# Tarefas a realizar
1. No texto sobre os médicos na Espanha, em que ano a Dra. Patricia Calvo concluiu sua especialização?
2. Transcreva o trecho do texto sobre os médicos na Espanha que começa em "Tinham medo de" e termina em "população em geral.".

# Texto do exercício
“Precisamos acabar com o sistema de saúde ‘low cost'” na Espanha, exclama a Dra. Patricia Calvo, mais uma entre os muitos profissionais da saúde mobilizados durante a pandemia e que agora exigem o fim de sua precária situação de emprego.

“Terminei minha especialização em 2010 e continuo com contratos temporários”, protesta essa mulher de 40 anos que trabalha em Granada.

A maioria dos 14 médicos em seu centro de saúde tem contratos temporários, diz.

“No meu centro, houve um grande surto, com muitos falecidos. E no início, protegíamos-nos com equipamentos de proteção individual feitos de sacos de lixo”, recorda.

Segundo uma pesquisa realizada com 20.000 médicos em novembro, 36,3% dos que trabalham na saúde pública não têm um posto permanente, ressalta Vicente Matas, coordenador do estudo para a Organização Médica Colegiada da Espanha.

Em um dos países mais afetados pela doença, com mais de 28.400 mortos oficialmente, Patricia Calvo e seu marido, também médico, passaram meses sem beijar suas filhas.

Tinham medo de serem contaminados com coronavírus, assim como dezenas de milhares de profissionais da saúde. Segundo um estudo de soroprevalência, 10% dos profissionais da saúde contraíram o vírus no país, o dobro da população em geral.

# Dados armazenados

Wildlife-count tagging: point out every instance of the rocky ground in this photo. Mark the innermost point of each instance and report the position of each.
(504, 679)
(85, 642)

# Respostas em sequência
1. Em 2010.

2.
Tinham medo de serem contaminados com coronavírus, assim como dezenas de milhares de profissionais da saúde. Segundo um estudo de soroprevalência, 10% dos profissionais da saúde contraíram o vírus no país, o dobro da população em geral.